| TASK |
For the word "below", return each line of the data in which it occurs.

Referring expression data
____

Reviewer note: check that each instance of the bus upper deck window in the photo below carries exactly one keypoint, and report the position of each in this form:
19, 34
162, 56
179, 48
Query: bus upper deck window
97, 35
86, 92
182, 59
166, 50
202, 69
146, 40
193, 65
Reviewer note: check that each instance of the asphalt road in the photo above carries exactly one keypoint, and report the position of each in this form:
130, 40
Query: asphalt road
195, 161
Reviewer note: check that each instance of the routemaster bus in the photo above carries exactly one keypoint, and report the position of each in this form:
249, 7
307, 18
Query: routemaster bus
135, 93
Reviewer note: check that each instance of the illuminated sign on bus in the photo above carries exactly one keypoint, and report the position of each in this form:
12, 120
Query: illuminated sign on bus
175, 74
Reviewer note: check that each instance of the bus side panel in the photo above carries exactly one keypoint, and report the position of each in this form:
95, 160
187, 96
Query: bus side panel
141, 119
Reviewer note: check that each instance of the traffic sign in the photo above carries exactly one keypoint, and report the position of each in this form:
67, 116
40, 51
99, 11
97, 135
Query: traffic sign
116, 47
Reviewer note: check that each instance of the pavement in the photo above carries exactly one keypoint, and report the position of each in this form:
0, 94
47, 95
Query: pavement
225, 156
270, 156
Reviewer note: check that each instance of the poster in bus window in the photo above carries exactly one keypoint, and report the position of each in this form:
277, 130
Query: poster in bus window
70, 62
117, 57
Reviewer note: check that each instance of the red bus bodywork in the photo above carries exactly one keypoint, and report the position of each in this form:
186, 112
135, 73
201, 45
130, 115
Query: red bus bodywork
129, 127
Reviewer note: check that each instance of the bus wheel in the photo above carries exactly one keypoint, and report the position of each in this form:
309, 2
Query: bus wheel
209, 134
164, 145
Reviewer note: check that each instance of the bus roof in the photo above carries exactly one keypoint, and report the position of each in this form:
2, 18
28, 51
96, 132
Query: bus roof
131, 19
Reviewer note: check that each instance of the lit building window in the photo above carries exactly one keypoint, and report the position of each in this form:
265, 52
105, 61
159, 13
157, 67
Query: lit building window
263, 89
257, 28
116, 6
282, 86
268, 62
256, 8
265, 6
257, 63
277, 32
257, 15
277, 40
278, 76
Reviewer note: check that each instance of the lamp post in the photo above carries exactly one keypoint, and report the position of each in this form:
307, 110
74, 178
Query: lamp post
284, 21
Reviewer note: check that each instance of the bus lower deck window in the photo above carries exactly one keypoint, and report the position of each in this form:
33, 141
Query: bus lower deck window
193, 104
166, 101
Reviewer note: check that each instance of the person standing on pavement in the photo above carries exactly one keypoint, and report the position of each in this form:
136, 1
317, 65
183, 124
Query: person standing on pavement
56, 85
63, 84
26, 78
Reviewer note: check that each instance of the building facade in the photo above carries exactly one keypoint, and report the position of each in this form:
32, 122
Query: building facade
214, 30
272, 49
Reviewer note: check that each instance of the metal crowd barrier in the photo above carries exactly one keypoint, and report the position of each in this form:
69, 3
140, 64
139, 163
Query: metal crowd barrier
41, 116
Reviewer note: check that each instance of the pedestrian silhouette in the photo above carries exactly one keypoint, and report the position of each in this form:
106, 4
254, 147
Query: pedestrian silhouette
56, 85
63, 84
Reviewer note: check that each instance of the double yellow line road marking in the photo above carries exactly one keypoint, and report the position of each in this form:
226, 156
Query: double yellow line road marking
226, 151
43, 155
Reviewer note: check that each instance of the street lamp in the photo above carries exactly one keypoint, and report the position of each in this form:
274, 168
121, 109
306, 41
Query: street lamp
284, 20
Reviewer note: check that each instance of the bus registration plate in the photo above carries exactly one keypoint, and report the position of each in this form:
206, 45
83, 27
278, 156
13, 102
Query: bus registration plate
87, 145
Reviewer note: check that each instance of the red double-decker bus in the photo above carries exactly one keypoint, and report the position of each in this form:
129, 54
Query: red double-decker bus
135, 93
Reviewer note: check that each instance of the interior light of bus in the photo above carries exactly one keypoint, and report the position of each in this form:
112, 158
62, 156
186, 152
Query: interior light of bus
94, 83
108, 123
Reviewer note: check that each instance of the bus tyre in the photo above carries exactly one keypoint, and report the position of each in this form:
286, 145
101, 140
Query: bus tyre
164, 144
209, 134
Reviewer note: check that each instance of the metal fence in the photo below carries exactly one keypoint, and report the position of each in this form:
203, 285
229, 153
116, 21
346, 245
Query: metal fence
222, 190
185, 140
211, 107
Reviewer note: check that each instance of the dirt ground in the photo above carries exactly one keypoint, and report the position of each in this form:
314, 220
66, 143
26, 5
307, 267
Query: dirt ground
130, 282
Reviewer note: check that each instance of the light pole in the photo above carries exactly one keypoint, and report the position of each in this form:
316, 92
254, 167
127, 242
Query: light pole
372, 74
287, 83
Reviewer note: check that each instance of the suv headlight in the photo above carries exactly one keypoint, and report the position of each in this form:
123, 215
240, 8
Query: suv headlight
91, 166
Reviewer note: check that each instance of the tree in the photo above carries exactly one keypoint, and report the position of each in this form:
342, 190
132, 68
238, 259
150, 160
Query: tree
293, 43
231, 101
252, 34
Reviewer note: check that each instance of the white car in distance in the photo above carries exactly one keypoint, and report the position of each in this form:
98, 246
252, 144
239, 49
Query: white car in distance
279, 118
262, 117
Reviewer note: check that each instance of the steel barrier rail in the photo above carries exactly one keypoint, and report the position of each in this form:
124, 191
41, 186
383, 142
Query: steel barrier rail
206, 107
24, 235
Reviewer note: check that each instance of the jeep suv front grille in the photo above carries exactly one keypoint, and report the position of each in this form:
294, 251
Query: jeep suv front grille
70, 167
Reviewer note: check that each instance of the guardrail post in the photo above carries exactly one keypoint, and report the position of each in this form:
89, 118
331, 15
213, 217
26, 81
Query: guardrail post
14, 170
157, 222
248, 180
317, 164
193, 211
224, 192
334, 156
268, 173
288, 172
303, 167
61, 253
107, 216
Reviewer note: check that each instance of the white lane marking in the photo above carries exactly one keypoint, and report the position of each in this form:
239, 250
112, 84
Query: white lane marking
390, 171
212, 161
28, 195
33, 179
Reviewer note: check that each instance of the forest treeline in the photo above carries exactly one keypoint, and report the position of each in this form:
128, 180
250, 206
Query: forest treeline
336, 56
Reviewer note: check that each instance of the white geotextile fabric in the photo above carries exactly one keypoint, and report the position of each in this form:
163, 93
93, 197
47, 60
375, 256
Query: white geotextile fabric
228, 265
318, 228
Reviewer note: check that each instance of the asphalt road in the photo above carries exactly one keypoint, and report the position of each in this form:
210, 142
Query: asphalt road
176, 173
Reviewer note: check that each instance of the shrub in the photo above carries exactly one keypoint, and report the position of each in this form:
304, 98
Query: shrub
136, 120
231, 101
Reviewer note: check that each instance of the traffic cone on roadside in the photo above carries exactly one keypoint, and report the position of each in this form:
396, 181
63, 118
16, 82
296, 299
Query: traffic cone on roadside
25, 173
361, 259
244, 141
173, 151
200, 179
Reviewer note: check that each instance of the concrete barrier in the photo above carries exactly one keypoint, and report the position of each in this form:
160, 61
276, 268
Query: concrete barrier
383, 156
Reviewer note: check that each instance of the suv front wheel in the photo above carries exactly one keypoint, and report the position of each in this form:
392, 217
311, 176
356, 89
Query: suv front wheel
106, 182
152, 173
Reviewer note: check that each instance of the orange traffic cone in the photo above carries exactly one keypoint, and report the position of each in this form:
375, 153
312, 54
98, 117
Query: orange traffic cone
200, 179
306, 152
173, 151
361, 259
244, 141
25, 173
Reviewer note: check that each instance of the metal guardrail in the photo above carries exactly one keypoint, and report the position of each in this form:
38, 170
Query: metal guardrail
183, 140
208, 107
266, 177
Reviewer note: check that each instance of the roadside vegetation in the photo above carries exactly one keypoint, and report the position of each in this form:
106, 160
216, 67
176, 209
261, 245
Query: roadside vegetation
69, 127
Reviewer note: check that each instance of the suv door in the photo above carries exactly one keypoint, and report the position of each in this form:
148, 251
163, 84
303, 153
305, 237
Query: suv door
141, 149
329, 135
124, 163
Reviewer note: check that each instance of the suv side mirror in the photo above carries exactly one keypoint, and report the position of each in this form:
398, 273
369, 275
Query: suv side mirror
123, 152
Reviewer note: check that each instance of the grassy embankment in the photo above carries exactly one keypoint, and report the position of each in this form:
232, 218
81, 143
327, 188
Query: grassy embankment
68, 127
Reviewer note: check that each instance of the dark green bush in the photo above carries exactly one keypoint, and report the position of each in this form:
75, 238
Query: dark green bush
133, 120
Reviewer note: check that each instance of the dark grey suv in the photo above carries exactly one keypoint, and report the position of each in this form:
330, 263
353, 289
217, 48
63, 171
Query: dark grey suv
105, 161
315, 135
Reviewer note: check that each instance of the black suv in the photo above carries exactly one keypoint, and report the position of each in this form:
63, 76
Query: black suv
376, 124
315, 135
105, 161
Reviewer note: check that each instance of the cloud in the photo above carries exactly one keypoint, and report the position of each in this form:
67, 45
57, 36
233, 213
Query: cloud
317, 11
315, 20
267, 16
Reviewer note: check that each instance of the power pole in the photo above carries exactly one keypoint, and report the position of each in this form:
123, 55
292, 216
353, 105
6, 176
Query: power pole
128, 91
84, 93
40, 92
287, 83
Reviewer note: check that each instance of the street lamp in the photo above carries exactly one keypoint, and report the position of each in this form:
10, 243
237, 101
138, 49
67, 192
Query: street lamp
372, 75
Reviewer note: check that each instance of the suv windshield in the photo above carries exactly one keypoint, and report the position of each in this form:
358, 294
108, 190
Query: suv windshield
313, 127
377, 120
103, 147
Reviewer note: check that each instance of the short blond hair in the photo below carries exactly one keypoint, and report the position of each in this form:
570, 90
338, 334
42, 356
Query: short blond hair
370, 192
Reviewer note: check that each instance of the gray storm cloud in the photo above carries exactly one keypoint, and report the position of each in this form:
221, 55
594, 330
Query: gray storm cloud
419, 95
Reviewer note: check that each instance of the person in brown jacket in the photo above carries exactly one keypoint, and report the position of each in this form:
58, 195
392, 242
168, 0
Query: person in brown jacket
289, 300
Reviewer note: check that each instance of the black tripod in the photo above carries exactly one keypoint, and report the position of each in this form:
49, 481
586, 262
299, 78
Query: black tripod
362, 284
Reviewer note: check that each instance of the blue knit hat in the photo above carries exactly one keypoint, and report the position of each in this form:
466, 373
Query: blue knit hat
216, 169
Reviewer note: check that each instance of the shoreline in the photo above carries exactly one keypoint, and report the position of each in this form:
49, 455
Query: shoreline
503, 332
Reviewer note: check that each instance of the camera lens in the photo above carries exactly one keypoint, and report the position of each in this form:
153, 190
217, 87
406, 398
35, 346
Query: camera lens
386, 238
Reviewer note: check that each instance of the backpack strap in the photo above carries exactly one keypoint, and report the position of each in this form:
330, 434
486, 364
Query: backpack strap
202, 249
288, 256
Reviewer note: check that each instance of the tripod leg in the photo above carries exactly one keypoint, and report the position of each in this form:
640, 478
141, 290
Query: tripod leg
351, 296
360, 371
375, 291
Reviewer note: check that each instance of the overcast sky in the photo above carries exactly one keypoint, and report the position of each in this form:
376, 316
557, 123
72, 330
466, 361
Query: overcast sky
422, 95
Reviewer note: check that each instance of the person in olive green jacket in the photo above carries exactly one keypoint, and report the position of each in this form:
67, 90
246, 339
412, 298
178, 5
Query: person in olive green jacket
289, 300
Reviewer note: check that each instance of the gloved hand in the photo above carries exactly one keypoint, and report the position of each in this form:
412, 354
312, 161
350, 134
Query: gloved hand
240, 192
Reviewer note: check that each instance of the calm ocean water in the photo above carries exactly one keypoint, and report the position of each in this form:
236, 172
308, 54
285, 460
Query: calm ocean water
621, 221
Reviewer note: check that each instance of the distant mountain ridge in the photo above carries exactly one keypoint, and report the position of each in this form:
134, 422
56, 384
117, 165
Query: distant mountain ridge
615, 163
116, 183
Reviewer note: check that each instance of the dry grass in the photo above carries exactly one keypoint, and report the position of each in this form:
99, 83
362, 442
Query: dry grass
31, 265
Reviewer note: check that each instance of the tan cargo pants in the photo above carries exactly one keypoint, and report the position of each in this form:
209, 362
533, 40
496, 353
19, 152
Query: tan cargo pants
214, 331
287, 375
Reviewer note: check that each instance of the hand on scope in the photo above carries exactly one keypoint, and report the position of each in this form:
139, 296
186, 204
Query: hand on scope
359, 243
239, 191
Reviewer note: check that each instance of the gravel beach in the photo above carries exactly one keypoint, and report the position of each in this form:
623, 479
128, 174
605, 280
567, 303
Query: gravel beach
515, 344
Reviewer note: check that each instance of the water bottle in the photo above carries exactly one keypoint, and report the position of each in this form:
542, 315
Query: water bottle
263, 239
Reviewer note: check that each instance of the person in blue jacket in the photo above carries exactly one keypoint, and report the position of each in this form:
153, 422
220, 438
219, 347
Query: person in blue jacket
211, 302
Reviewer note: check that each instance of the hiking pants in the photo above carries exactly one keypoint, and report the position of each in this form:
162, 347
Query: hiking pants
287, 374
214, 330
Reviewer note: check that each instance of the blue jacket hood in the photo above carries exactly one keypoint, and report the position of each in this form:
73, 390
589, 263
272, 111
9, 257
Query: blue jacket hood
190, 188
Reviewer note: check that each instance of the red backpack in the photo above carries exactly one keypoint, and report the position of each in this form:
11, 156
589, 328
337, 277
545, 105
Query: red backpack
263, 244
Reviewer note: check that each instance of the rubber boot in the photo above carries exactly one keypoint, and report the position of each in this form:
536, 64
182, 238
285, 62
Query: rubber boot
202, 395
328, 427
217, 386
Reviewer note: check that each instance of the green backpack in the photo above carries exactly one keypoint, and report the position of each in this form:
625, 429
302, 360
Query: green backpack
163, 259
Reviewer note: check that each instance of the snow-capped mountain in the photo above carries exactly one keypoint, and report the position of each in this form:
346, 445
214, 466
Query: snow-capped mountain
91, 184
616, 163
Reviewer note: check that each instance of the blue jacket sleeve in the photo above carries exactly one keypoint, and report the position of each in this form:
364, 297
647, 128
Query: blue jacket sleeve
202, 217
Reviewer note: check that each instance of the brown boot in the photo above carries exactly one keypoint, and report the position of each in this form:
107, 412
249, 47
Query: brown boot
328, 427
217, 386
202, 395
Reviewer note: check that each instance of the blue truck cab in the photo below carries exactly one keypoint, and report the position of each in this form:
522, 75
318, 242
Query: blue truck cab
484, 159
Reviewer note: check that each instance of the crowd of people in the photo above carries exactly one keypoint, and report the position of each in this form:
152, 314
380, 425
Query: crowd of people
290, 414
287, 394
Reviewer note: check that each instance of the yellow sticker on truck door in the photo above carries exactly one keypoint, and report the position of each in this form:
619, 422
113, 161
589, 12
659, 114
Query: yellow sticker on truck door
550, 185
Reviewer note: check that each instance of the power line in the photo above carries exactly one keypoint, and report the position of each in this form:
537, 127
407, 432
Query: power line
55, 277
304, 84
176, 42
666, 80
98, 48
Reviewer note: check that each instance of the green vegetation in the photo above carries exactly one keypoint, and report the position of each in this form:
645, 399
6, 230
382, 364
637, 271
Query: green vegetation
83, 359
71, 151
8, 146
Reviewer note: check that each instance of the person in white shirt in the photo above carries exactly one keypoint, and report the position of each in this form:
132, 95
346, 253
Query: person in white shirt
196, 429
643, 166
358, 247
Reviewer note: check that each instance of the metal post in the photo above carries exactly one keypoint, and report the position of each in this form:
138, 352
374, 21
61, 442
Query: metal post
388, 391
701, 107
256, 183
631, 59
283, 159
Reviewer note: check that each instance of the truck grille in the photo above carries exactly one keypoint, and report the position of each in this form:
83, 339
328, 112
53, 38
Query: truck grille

____

| EXERCISE ANSWER |
Reviewer note: check that each instance of the bus upper deck window in the photo below carries exactly one keypoint, and report the position of each in this form:
Reviewer note: check that each instance of the metal fence in the photo below carries exactly one keypoint, and report the position of each in this form:
Reviewer note: check that each instance of the short blond hair in the photo below carries exactly one keypoint, and report the position of each in this form:
Reviewer note: check that each instance of the blue truck cab in the photo below carries exactly one keypoint, and report the position of each in this form:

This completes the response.